┌─ SUPPLIED TEXT

French chef (born 1959)

Jean-Michel Lorain (born 7 January 1959) is a French chef. He is the owner of the restaurant La Côte Saint Jacques located in Joigny, department of Yonne in the region of Bourgogne. With his father Michel Lorain, he was rated 19.5/20 in the Gault et Millau and had three stars at the Guide Michelin from 1986 to 2001 and from 2004 to 2015. He has two Michelin stars since 2015.

== Michel Lorain ==
His father Michel Lorain was born in 1934, son of Marie Lorain, restaurateur who founded La Côte Saint Jacques in Joigny, Yonne in 1945. Michel Lorain began his training course with a pastry chef and then succeeded to his mother at La Côte Saint Jacques in 1958 with his wife Jacqueline, a wine waiter.

In 1971, Michel Lorain received his first Michelin star and later a second one in 1976. The following year, La Côte Saint Jacques joined the hotel and restaurant network Relais & Châteaux.

==Biography==
Jean-Michel Lorain was born on 7 January 1959 in Migennes at 8 km of Joigny, the son of Jacqueline and Michel Lorain. He obtained a scientific high school final exam before beginning his training course with the famous brothers Pierre and Jean Troisgros in Roanne in 1977, and later at the famous restaurant Taillevent in Paris with the chef Claude Deligne in 1979.

He then made his military service, joined his father at the family restaurant for one year, and worked with the chef Frédy Girardet at Crissier in Switzerland in 1982 for a year and a half. In 1983, he came back at Joigny to join again his father Michel. He married Brigitte and they have two daughters, Marine and Alexandra.

└─

_WORK TO COMPLETE:_
A – In the text about Jean-Michel Lorain, in what year did Michel Lorain receive his first Michelin star?
B – Carry the text about Jean-Michel Lorain forward from its last sentence.

┌─ DATA

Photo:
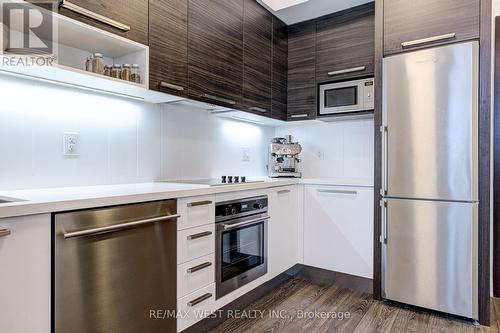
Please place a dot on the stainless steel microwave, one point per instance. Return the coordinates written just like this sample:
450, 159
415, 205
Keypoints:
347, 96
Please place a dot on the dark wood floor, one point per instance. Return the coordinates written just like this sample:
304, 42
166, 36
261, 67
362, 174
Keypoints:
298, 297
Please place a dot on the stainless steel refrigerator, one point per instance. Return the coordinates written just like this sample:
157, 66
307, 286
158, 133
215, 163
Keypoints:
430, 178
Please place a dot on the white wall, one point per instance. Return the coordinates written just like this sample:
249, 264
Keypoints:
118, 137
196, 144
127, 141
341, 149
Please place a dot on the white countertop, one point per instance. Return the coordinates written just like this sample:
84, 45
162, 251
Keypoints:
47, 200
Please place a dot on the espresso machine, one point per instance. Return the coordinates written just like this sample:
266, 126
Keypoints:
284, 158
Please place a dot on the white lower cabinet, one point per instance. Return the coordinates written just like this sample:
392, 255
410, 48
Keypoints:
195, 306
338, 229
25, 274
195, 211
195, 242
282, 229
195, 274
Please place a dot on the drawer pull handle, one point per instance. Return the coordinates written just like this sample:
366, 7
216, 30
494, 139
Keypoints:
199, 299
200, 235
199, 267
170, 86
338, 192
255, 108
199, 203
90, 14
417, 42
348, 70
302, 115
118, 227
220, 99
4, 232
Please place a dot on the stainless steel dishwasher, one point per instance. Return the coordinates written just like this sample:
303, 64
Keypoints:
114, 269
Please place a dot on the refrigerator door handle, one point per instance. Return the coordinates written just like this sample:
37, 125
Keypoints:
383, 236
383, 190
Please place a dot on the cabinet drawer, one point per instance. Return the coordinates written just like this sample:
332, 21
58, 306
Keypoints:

└─

_TASK-BY-TASK OUTPUTS:_
A – 1971

B –
In 1986, Michel and Jean-Michel Lorain received the grade of 19.5/20 at the Gault et Millau and the third Michelin star. He became at age 27 the youngest chef to have three Michelin stars. In 1993, he was named "Chef of the Year" by Christian Millau with the exceptional grade of 19.5/20. His father finally retired that year.

In 2004, the restaurant La Côte Saint Jacques recovered its third Michelin star lost in 2001 due to important renovations to improve the establishment, and kept it until 2015.

== Honours ==
- Chevalier of the Legion of Honour

== Bibliography ==
- 1987 : La Cuisine une passion de père en fils by Michel and Jean-Michel Lorain, Éditions Robert Laffont
- 1995 : Desserts en fête by Jean-Michel Lorain, Éditions Nathan (for children)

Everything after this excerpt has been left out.